Exercise input:
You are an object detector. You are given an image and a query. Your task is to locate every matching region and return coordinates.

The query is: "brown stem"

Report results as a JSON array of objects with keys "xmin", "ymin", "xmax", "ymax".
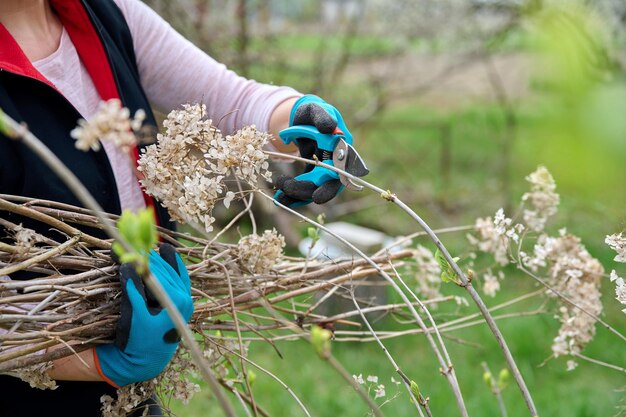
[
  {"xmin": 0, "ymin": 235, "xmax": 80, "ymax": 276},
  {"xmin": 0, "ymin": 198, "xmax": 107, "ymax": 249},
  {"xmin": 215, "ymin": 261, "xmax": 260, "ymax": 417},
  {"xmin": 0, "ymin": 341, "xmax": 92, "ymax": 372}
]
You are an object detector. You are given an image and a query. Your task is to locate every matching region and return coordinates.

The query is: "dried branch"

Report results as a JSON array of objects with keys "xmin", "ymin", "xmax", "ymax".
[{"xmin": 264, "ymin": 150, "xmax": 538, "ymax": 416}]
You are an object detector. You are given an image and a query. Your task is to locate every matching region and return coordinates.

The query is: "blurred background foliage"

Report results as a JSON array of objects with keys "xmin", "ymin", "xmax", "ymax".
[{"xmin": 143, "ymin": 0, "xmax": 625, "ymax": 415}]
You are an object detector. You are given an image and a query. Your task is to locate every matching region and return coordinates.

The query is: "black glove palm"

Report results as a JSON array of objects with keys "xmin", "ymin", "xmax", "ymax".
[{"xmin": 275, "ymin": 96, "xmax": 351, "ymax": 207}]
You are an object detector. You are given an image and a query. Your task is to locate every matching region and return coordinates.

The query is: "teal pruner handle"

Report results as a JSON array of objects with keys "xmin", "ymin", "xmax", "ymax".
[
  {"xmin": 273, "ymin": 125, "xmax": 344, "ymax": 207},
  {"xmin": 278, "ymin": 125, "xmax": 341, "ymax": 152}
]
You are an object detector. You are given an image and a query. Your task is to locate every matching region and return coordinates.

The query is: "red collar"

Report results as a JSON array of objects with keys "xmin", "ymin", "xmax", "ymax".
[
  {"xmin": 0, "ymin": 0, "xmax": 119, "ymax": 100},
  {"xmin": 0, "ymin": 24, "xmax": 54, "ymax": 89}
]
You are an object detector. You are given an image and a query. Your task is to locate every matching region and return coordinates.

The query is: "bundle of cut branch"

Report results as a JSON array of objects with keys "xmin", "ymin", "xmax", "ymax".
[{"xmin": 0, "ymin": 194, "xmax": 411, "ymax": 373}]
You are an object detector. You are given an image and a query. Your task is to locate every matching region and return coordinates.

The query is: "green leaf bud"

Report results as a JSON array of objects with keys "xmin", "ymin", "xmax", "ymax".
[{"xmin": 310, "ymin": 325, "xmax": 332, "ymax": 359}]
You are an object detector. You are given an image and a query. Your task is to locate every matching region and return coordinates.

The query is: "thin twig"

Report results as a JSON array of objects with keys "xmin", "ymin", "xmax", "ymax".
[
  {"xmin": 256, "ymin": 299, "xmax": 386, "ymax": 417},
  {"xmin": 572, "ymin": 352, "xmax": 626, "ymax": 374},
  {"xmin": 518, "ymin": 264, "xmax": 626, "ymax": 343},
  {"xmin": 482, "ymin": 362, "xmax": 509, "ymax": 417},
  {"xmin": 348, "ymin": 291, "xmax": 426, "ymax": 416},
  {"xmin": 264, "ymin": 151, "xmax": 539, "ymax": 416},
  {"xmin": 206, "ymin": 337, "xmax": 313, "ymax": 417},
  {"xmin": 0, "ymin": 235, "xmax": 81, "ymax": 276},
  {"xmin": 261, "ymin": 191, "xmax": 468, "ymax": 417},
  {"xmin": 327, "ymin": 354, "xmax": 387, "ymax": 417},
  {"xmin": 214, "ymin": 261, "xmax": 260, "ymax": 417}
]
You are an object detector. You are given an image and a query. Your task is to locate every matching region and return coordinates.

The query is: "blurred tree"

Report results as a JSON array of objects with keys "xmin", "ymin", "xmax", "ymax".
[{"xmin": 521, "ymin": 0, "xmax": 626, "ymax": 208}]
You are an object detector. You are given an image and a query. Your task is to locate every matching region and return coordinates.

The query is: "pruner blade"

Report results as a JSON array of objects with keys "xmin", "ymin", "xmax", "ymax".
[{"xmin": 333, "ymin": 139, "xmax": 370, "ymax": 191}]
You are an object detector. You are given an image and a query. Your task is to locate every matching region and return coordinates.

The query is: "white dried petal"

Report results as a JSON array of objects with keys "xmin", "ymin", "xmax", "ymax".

Exercise: Lines holding the string "dried" are the answer; copy each one from the listing above.

Reply to the exercise:
The query is: "dried branch"
The query is: "white dried petal"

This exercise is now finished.